─── MATERIAL FOR THIS TASK
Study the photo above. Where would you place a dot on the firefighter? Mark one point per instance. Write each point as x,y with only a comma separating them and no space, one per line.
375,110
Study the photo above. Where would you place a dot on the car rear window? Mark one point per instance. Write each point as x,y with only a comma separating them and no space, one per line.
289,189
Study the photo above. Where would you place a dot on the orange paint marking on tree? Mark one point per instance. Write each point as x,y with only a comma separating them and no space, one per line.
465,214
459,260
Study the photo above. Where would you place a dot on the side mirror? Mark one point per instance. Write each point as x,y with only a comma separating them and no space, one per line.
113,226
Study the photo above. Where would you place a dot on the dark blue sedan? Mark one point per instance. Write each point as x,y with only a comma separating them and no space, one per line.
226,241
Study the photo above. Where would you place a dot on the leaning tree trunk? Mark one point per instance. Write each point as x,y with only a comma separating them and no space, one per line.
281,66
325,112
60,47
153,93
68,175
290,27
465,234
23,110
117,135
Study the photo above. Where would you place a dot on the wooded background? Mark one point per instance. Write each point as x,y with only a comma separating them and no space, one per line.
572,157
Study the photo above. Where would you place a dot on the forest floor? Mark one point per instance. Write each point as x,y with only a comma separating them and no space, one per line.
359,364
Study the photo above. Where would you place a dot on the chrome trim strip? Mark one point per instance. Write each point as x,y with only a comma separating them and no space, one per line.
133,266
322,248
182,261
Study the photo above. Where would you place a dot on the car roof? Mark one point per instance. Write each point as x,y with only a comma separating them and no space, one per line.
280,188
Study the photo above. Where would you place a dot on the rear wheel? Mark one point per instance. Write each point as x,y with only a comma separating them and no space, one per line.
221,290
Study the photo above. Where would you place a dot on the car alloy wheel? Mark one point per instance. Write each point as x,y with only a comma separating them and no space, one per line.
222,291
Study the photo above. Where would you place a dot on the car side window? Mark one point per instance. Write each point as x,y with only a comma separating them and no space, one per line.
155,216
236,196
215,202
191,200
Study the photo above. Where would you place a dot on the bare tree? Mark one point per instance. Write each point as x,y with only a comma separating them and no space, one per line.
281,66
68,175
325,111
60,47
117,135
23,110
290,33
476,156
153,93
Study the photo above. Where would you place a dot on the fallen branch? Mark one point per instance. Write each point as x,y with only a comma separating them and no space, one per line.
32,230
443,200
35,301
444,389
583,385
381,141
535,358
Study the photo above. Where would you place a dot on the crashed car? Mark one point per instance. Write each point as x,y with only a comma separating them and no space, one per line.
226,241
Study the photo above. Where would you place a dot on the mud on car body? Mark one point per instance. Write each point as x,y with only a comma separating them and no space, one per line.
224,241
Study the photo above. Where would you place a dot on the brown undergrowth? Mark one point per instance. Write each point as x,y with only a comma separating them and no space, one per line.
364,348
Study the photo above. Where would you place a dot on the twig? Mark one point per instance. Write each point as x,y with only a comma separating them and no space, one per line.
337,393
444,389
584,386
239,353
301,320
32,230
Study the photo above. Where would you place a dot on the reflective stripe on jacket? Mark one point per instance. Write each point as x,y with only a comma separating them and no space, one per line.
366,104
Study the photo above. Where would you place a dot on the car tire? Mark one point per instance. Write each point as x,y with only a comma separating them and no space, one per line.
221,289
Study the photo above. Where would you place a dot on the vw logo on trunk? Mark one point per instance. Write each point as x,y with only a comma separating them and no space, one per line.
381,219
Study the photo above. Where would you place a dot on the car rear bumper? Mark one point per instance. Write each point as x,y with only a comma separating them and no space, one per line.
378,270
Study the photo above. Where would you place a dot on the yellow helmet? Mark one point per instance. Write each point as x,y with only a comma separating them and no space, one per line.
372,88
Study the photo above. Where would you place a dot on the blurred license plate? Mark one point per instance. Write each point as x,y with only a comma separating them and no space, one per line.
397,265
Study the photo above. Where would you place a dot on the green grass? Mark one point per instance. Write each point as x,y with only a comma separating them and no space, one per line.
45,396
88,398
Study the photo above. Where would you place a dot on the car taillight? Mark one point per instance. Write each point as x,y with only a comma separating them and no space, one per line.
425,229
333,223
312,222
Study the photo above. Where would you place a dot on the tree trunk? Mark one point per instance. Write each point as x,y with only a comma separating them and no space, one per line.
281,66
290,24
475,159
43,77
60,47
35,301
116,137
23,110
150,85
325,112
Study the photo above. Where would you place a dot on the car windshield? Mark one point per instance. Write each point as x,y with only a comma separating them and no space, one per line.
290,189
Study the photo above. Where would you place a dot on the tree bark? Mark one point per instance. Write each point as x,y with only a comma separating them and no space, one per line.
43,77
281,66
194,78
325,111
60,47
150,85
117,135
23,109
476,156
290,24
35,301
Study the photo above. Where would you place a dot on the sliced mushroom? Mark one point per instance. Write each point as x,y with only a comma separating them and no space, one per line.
──────
Keeping every line exactly as it is, retype the entries shown above.

**YOUR SOLUTION**
Study the photo above. Where would you place a dot on the firefighter? Mark one point per instance. Write each point as x,y with only a comma separating them and no space, one per line.
375,110
Study the photo above. Where would you place a dot on the car rear window? Mark one point per instance. Write each point as x,y with only a comma separating them and no space, one per line.
289,189
Study the photo above. Where would you place a dot on the orange paint marking on tree? Mark one point per instance. Write each point as x,y with only a comma separating them and no space, one per line.
465,214
459,260
Study the photo above. Where would you place a dot on the side mirror? Mark one point per instance. Write each point as x,y with only a comma separating them and no space, one per line.
113,226
Study the photo above. Where would you place a dot on the dark blue sedan? Mark one point per instance. Write each point as x,y with only a comma separating them and no space, one per line.
226,241
Study the photo above. Where would you place a dot on the leaning tree trunk? Mark one point per instance. Write each point as x,y with only a comma separating them and no space, one per line.
281,66
325,112
60,47
153,93
68,175
290,27
465,234
23,110
117,135
Study the photo above. Where would you place a dot on the wooded background? Mark one point per instance. Write each point as x,y with only a comma separating them and no space, one per line.
572,157
Study the photo above. Where would you place a dot on the forest floor? Mark one point per instance. Write each point as x,y with only a comma separating them and no space, one per line.
359,364
Study the photo above. Where would you place a dot on the chrome trim strip? Mark one point per instance. Write each point as x,y with only a comma separating them and no space, one per line.
133,266
322,248
182,261
Study the photo above. Where would you place a dot on the car roof? Mark one point per instance. Write each point as x,y with only a comma separating them and no space, one per line.
280,188
Study the photo above. Where would you place a dot on the rear wheel? Mark one point per instance. Write each point as x,y with only a comma separating them and no space, one per line.
221,290
Study the photo above. Where would you place a dot on the car alloy wheel? Mark one point per instance. Write each point as x,y with only a comma separating them and no space, one per line.
222,291
Study the photo above. Where would you place a dot on the car side window? Mark one point per instance. Write each point as x,y with only a comma separating them and no space, one per line.
155,216
236,196
215,202
191,200
Study the photo above. Where would you place a dot on the bare tree? Mark one point per instance. Write each point as x,y with only a comma separating them and no space, one per line.
281,66
68,175
325,111
60,47
117,135
23,110
290,33
476,156
153,93
Study the photo above. Where would you place a dot on the fallen branch? Mark one point per instance. Write each point as x,y with only a comma separating them and no space, one per line.
32,230
443,200
35,301
444,389
583,385
381,141
535,358
Study the photo above. Where would you place a dot on the crashed car? Mark one point per instance. Write each point as x,y with only a comma separating them and no space, one per line.
226,241
Study the photo above. Where would you place a dot on the mud on car body? Mark one point per instance. Write each point as x,y with only a comma separating them and no space, one per line.
224,241
Study the photo above. Where would you place a dot on the brown undergrowth? Mark one point per instance. Write each point as x,y with only a comma separating them and no space, one per line.
364,348
Study the photo above. Where would you place a dot on the twig? Mark one point per instance. Write each point as x,y with only a comma separating them and no space, one per line.
337,393
444,389
584,386
239,353
301,320
32,230
Study the photo above. Where would you place a dot on the reflective stripe on jacket? Mark one point per instance. Write each point as x,y with only a comma separating them and no space, one per line.
366,104
Study the photo above. Where would you place a dot on the car tire? Mark one point per instance. Write each point as x,y with only a comma separating them and no space, one per line.
221,289
Study the photo above. Where would you place a dot on the vw logo on trunk? Mark one point per instance. Write each point as x,y with only a comma separating them and no space, one per line.
381,219
Study the photo above. Where would you place a dot on the car rear bumper? Mark one point per instance. Write each point as x,y with only a comma separating them and no space, one per line.
378,270
Study the photo above. Where would you place a dot on the yellow helmet? Mark one point per instance. Write each point as x,y with only a comma separating them and no space, one per line.
372,88
Study the photo above. Where would you place a dot on the blurred license plate? Mark one point per instance. Write each point as x,y with only a comma separating them and no space, one per line.
397,265
Study the photo above. Where would you place a dot on the green grass? Mark one point per instance. Write each point as x,y with only a comma separating them and no space, one per line.
45,396
88,398
Study the photo above. Where would you place a dot on the car taillight? Mark one point per instance. Write each point as x,y with only a comma separating them and no space, one per line.
425,229
333,223
312,222
Study the photo above. Where would you place a dot on the tree trunk? Mark one point per instance. Write each point as x,y with only a comma separating them and no space, one per line.
281,66
290,24
475,159
43,77
60,47
35,301
116,137
23,110
150,85
325,112
Study the photo above. Where would you place a dot on the car windshield? Mark one point per instance. Write each point as x,y with only a comma separating them and no space, one per line.
290,189
Study the photo above. Where would you place a dot on the tree bark? Mark one point per instance. Write each point as x,y with only a comma separating them and no space, one per line.
43,77
281,66
194,78
325,111
60,47
150,85
117,135
23,109
476,156
290,24
35,301
Study the photo above. Where would you place a dot on the sliced mushroom? Mark one point per instance. Write each point as x,y with only a comma separating them and no space, one per line.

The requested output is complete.